Page:
= = = = = = =
The particle swarm algorithm is a population-based algorithm that mimics the movement of a swarm of animals. Basically, the algorithm has two main equations. These are the particle velocity formulation which can be found in Eq. (1) and particle position vector represented in Eq. (2), that track the movement of particles within the swarm (population size) until a stopping criterion is met. The critical evaluation factors used in our maximization process include the cumulative oil production, cumulative gas production and cumulative water production. The optimization process together with the simulations was programmed in MATLAB. Initially, detailed screening of the reservoir was done to know the suitable areas where infill wells can be located in the model. Afterward, all the necessary constraints were defined. The optimization and well placement process were carried out. The number of infill wells and their spacings were varied in the computational search space during the optimization. Three outcomes were obtained after multiple runs for the optimization process. This is outlined as follows: (1) The optimized locations of infill wells in the reservoir model, (2) The net present value that corresponds to these optimized locations and (3) An output file from which the cumulative fluid production versus time can be obtained. The detailed procedure for the optimization process is captured in Fig. 1.

Case studies

Regarding infill design for oilfield development, the wells cannot be placed at the same locations. Therefore, we proposed an approach to finding optimal well locations and spacing to make infill drilling decision within well-defined pressure and saturation zones in a reservoir model. The optimized locations of the wells were estimated using the particle swarm optimization algorithm. In these examples, we maximize NPV by optimizing vertical infill wells in a two-dimensional synthetic reservoir model for proposed field development. The approach was applied to two different reservoir development scenarios. The amount of fluid produced in each case was compared to the well spacing for each infill pattern. Several simulation runs were carried out using the optimization program to evaluate different well spacings with a certain number of wells. The evaluation aimed at finding the optimal location and spacing of infill wells. Different well patterns: 20 acre, 40 acre, and 80 acre were considered. However, the case study focused on drilling three and four infill wells in the model. In each of the spacing, a certain number of wells were drilled for different development scenarios. Initially, six existing wells were completed in the reservoir. These existing wells were first produced for 15 years. Then, followed by an additional 15 years of production forecast combined in all cases. Finally, feasibility studies of the infill wells were made taking into consideration the total production of each case to find the best infill candidates with the highest NPV. Figure 7 shows the locations of existing wells in the reservoir model.
= = = = = = =
Entries supplied:

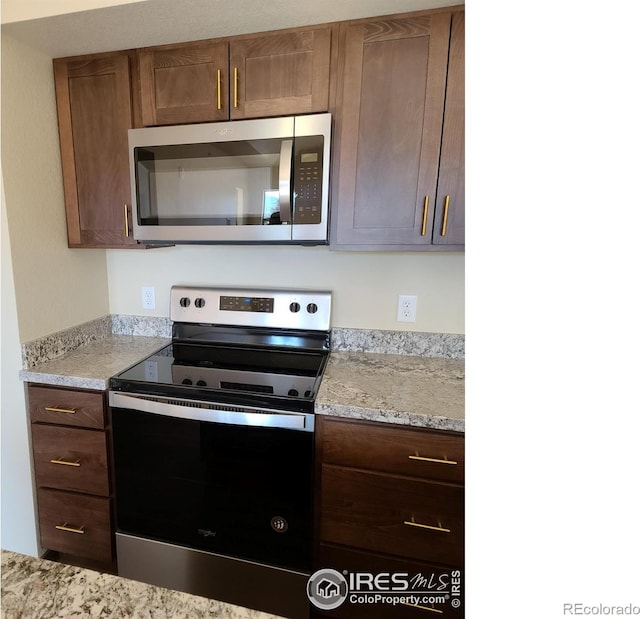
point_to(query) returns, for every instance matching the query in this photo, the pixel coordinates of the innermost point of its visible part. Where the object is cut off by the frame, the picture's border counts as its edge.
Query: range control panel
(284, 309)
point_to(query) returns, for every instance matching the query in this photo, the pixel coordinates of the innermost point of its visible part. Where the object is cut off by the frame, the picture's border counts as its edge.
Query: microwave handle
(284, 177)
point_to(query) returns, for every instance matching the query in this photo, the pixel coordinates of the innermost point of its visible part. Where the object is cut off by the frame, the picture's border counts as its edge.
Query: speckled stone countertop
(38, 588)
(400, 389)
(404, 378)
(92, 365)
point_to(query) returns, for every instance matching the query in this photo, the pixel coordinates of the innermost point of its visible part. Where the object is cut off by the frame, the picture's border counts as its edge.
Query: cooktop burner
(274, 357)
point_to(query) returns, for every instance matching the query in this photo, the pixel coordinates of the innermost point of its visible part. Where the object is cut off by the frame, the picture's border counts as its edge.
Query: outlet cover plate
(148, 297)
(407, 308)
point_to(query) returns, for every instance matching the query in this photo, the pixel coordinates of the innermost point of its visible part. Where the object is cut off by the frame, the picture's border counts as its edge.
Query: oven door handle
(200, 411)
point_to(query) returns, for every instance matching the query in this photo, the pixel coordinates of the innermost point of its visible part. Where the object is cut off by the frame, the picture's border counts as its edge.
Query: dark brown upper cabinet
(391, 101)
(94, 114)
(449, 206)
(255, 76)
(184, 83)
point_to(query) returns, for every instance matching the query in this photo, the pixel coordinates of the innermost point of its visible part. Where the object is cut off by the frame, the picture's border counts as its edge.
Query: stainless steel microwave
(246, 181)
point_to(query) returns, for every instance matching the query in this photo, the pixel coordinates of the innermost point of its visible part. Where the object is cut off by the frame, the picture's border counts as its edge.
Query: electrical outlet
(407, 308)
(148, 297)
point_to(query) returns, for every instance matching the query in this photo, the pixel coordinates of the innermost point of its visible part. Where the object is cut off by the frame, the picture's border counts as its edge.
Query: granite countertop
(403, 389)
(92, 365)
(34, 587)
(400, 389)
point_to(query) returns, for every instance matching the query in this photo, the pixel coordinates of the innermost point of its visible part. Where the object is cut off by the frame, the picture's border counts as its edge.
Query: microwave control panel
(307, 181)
= = = = = = =
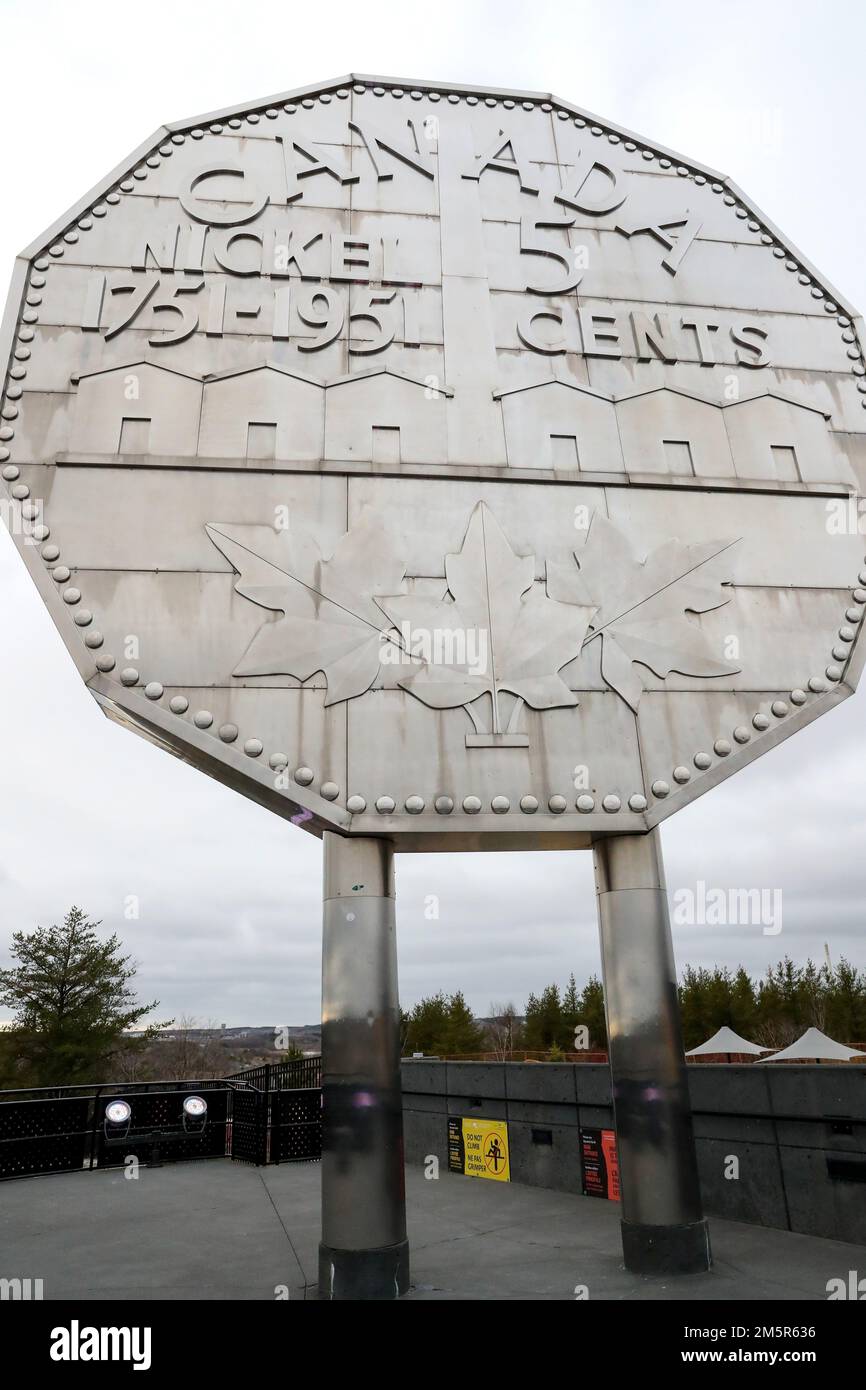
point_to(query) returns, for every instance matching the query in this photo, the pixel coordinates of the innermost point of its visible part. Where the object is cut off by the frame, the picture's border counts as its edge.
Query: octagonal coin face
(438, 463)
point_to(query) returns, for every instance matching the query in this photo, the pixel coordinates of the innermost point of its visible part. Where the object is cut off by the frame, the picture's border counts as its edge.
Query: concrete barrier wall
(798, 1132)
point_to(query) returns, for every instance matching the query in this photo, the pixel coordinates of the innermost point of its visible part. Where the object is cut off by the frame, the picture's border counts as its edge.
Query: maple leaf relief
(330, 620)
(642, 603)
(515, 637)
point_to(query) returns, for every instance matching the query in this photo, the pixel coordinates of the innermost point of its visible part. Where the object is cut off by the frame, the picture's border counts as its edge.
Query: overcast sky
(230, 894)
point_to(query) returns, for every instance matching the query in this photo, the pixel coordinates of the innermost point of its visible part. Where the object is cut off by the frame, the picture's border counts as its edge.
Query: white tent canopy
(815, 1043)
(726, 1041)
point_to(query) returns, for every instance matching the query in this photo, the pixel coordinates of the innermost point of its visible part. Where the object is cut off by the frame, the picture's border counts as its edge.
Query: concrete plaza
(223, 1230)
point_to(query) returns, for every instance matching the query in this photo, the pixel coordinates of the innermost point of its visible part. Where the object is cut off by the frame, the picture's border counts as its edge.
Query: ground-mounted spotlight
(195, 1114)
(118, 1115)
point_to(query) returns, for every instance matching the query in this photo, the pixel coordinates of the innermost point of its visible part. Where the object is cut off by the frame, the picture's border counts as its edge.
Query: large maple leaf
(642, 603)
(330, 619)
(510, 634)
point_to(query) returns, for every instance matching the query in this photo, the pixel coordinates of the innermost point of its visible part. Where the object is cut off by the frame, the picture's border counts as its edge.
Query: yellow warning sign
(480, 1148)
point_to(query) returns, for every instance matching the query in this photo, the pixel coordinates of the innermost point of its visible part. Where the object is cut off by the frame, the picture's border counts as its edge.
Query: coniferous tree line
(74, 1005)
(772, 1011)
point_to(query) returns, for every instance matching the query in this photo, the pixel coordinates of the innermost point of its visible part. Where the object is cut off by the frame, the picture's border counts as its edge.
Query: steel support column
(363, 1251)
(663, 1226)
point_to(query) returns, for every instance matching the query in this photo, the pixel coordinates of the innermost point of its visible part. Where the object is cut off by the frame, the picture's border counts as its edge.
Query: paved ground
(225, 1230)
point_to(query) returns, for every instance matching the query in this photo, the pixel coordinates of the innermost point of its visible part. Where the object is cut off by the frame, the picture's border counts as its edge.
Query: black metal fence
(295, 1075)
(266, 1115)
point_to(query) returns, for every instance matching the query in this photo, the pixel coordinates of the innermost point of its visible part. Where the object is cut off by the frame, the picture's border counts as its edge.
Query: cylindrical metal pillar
= = = = = = =
Stated problem: Pick up the passage on optimizing infill well placement after its final sentence and continue it. The items have no role in this work.

Result:
Fig. 7
figure 7

Locations of existing wells in the reservoir model

Case 1: 20-, 40- and 80-acre spacing for 3 vertical infill wells

The performance and economic feasibility of different well placement scenarios were evaluated and their optimum design determined. In case 1, three vertical infill well drilling scenario was considered for development of the reservoir. The model operates under bottom-hole pressure and production rate constraints of 3317.7 psia and 1800 stb/day, respectively. The optimum drilling location of three vertical wells is investigated considering 15 years of production. The results of the optimized well locations, as well as the net present values of the petroleum asset, are presented. The optimized locations of the infill wells at different spacings: 20 acre, 40 acre, and 80 acre are shown in Fig. 8. Subsequently, the pressure and saturation distribution maps for the optimized well locations after the three vertical infill drilling are presented in Figs. 9 and 10. It is interesting to note that the infill wells considered in case 1 are located in high saturation zones, ranging between 33.98 and 42.17% in the reservoir model. These are potential locations for drilling additional well. Moreover, the 40-acre spacing is associated with adequate pressure drawdown compared to the 20- and 80-acre locations. The infill wells located at 40-acre spacing had lower residual oil saturations compared to the wells placed at 20-acre and 80-acre spacing. This can be seen in Fig. 10. However, an optimum pressure was observed for all the three vertical infill wells.

Fig. 8
figure 8

Optimized locations for 3 vertical infill wells at different well spacings. Existing wells are indicated by brown color and infill wells indicated by green color

Fig. 9
figure 9

Pressure distribution maps for layers of the reservoir with 3 infill wells located at different well spacings (additional 15 years simulated production period)

Fig. 10
figure 10

Saturation distribution maps for layers of the reservoir with 3 infill wells located at different well spacings (additional 15 years simulated production period)

Despite the performance improvement from the infill wells, it is important to note that the 80-acre infill wells drained more oil than the other wells. The well configuration has high-pressure drawdown and lowest residual oil saturation after extensive production period. We observed high average pressure values in the reservoir at locations of the 80-acre infills (See Fig. 9). After multiple simulation runs, it recorded the highest cumulative oil and gas productions with low cumulative water production profiles as shown in Figs. 11, 12 and 13.

Fig. 11
figure 11

Cumulative oil production versus time for 3 vertical infill wells at different well spacings

Fig. 12
figure 12

Cumulative gas production versus time for 3 vertical infill wells at different well spacings

Fig. 13
figure 13

Cumulative water production versus time for 3 vertical infill wells at different well spacings

Considering the net present values of the three vertical infill wells, it should be mentioned that the 80-acre spacing had the highest value. That is $3.751 × 109 as shown in Fig. 14. The optimized locations for the 80-acre infill wells are these blocks: (8, 14), (10, 9) and (14, 10). This well configuration could be considered for development of the reservoir because it had the optimum cumulative production and net present value. The 40- and 20-acre infills had net present values of $3.424 × 109 and $3.215 × 109, respectively, and the corresponding optimum locations for these well configurations are found in grid blocks: [(10, 7), (10, 12), (14, 9)] and [(12, 7), (12, 18), (14, 13)]. The total recovery after initial production with existing wells resulted in oil-in-place of 25.049 MMSTB. After drilling three vertical wells, production of oil in the reservoir peaked at 43.82 MMSTB. This indicates an increase in recovery efficiency from 29.54 to 42.03% at the end of the simulation.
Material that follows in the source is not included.